— start of Quoted passage —

© Council for the Development of Social Science Research in
Africa, 2012
(ISSN
0850-3907)
Book Review
Ha-Joon Chang, Bad Samaritans: The Myth of Free Trade and
the Secret History of Capitalism, New York: Bloomsbury Press, 2008, 287 pp.
Lansana Keita
Ever since the development of
modern economics from the days of Adam Smith onwards, one of the central
questions of economics has been what are the necessary and sufficient criteria
for economic growth and ultimately economic development. Smith argued that
economic growth is best encouraged with unrestricted markets and free trade.
These two considerations became central to what became known as capitalism. In
economic history the received doctrine has been that what made Britain wealthy
was its commitment to free markets and free trade. A corollary of that argument
has been that the role of government in the operation of the free market should
be reduced to a minimum. But over time, free markets in practice did not
consistently yield economic growth. The maturing capitalist system was often
prone to recession and capital losses after periods of growth. The social
impact of these recessions was invariably made manifest by lack of effective
demand, increased unemployment, and loss of productive capacity. This became
the basis for Marx‘s analytical critique
of capitalism.

— end of Quoted passage —
— start of Record extracts —

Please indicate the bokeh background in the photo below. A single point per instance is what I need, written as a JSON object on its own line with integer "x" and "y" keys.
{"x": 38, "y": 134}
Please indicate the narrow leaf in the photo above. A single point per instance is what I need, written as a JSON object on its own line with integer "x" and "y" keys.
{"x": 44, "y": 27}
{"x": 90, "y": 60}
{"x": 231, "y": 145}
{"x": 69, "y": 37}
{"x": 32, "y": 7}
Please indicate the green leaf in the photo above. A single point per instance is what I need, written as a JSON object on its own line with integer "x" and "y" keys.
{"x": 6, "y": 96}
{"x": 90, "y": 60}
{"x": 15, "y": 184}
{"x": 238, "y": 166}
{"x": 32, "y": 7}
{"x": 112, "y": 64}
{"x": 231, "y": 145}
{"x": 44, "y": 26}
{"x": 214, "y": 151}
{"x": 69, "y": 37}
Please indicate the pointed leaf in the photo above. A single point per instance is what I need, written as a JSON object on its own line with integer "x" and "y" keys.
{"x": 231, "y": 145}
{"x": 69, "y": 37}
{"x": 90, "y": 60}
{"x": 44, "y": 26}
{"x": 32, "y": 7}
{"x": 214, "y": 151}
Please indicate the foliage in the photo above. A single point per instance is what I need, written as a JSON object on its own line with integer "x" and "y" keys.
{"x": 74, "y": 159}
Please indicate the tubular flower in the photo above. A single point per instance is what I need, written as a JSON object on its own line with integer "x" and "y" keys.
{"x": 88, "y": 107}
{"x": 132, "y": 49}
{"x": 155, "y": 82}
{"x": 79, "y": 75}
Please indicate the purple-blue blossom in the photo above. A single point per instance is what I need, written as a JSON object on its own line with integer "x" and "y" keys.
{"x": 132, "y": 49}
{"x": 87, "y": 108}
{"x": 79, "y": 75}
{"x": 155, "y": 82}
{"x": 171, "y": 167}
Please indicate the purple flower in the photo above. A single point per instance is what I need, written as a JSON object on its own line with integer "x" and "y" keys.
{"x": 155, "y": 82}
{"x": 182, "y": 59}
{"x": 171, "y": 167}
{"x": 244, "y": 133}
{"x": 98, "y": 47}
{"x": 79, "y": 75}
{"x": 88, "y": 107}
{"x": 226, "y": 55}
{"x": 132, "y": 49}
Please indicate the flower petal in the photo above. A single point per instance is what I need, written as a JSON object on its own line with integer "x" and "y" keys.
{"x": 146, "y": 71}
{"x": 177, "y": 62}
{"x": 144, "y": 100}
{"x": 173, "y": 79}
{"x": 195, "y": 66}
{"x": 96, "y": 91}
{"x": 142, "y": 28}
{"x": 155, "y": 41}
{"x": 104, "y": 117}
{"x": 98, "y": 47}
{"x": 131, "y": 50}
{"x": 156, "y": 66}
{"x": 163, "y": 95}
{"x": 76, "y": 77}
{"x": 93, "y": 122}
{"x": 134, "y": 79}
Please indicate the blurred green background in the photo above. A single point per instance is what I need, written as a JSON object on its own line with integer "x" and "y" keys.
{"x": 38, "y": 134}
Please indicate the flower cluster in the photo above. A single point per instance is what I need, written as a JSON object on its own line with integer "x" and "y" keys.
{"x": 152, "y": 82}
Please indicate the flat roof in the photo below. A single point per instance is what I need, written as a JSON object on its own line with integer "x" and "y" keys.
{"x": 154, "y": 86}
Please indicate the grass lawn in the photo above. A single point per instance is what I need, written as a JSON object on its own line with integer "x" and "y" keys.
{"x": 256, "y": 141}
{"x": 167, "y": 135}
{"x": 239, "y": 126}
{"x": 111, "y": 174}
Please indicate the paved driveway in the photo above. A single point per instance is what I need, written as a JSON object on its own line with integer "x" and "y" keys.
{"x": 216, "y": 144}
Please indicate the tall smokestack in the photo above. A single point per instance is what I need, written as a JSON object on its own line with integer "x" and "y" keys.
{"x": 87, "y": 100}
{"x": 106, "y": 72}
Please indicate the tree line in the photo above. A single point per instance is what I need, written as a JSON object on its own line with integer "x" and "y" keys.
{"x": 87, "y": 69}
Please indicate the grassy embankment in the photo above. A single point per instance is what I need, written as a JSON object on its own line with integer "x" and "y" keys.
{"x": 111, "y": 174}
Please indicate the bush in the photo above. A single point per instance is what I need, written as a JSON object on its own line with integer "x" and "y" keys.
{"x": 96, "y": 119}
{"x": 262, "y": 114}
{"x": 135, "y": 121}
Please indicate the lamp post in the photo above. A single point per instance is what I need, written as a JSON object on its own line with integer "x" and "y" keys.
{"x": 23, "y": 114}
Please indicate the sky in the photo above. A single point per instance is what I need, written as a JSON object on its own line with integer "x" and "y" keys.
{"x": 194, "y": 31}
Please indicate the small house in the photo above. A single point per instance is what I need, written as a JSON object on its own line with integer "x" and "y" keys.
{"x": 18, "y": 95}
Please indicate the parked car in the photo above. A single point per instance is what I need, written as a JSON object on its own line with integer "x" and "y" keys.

— end of Record extracts —

**Stated task**
Write the next part of the book review on free trade and capitalism, picking up after its last sentence. These entries were taken from a separate source.

**Output for this exercise**
The Marxian critique of capitalism was
so effective that a whole research school of Marxism developed with one of its
most prominent members being the Russian revolutionary, Lenin. The main
argument here was that free market capitalism was not sufficiently reliable to
foster economic growth and development. Accordingly, the major role in the
growth and development of an economy was assigned to government under the
rubric of communism. Private capital would no longer be allowed to play the
central role it plays in free market economies. The state would own and marshal
most productive capital in the areas both of individual and collective consumption.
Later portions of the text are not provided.